= Beginning of Section =
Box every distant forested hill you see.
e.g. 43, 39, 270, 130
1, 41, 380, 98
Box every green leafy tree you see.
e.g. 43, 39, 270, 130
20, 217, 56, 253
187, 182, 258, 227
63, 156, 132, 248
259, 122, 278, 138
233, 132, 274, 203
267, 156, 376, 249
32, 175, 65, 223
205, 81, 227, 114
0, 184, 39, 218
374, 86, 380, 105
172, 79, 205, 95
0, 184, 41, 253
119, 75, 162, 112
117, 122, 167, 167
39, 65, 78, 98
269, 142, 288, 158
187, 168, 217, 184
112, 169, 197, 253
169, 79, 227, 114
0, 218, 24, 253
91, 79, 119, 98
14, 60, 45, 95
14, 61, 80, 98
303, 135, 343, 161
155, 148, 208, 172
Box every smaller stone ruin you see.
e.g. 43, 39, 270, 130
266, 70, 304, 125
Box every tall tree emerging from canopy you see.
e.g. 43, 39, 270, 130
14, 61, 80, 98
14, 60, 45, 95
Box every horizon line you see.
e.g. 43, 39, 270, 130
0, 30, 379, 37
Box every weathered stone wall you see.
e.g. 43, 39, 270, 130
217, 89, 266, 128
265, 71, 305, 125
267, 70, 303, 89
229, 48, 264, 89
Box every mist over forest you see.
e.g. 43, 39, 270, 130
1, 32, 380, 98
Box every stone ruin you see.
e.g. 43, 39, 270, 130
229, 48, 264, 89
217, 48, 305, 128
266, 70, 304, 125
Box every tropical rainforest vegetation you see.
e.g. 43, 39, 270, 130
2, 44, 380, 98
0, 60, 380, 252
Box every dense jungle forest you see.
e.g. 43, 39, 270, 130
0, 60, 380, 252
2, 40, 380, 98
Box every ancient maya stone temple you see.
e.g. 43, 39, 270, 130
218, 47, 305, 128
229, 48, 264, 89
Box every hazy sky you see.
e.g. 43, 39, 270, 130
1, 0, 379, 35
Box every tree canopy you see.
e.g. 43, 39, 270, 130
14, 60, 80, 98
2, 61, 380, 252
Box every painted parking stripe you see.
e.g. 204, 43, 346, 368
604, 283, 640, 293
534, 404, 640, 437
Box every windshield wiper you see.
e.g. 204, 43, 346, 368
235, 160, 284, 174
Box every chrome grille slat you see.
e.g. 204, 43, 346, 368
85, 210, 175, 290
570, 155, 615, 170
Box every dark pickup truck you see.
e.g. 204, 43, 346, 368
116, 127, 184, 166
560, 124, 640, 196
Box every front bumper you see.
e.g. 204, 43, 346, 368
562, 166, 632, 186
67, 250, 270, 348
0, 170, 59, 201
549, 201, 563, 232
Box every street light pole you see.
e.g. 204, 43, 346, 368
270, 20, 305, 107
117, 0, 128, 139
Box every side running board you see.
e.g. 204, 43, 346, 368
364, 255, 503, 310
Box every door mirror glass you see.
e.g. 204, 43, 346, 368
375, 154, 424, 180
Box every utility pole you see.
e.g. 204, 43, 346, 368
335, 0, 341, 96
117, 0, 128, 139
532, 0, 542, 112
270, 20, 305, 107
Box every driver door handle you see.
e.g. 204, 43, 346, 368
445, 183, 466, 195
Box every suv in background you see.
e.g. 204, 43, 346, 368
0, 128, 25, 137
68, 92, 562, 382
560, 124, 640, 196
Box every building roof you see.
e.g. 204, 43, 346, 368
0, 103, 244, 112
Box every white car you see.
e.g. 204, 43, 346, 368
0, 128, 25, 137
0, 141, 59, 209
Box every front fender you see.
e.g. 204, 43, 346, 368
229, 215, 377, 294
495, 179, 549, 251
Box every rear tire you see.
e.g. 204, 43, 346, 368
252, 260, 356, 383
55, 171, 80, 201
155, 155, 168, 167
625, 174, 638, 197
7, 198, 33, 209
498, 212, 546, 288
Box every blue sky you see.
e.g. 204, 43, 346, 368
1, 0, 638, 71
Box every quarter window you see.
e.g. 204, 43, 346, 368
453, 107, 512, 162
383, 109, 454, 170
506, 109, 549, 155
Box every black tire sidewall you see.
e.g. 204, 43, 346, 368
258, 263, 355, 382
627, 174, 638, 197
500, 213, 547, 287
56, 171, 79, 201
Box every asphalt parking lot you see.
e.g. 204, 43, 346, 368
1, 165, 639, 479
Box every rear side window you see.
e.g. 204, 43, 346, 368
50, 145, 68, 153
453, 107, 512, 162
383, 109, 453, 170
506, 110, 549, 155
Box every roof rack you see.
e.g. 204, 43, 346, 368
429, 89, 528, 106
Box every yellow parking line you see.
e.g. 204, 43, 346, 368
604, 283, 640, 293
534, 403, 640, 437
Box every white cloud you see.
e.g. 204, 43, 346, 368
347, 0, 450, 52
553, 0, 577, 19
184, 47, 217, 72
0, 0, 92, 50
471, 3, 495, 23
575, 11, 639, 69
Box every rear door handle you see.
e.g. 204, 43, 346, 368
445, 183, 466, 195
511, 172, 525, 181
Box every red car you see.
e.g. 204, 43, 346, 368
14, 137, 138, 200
= End of Section =
## Exercise requirements
The lines to return are those in the material above that hold "door".

## Expected answer
Box every door mirror glass you see.
Box every driver door handle you see.
Box every rear door handle you see.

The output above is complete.